INPUT DATA:
┌────────

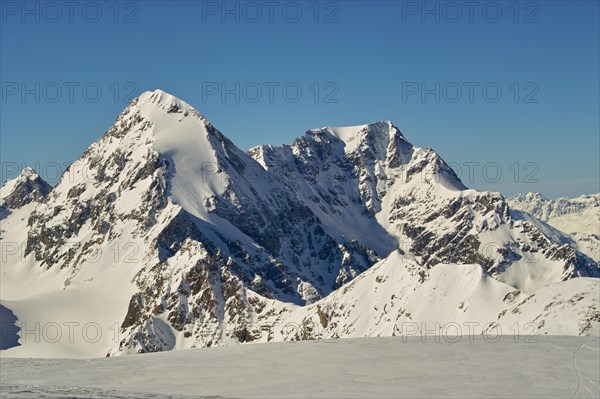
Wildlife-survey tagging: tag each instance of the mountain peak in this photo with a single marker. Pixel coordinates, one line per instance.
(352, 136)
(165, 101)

└────────
┌────────

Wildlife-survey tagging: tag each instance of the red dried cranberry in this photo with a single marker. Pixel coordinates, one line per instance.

└────────
┌────────

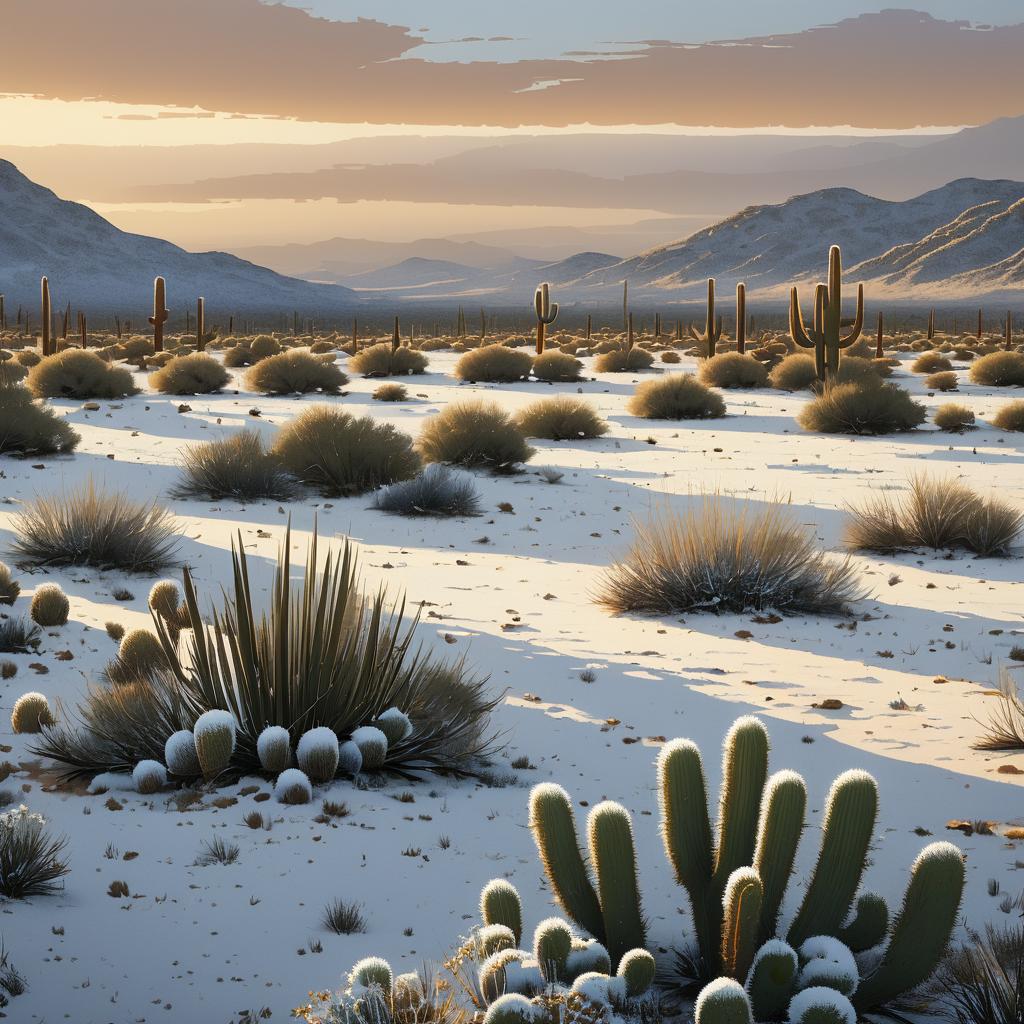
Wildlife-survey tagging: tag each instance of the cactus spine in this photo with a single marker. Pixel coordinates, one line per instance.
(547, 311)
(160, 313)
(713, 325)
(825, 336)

└────────

EXERCISE INSTRUCTIONS: Pick out every line of the data above that contains the word "cactus".

TASK ANSWER:
Wildlife-survey tagging: tag each instance of the cactus spine in this photo with a single marker. Pixel coordinates, one line per instance.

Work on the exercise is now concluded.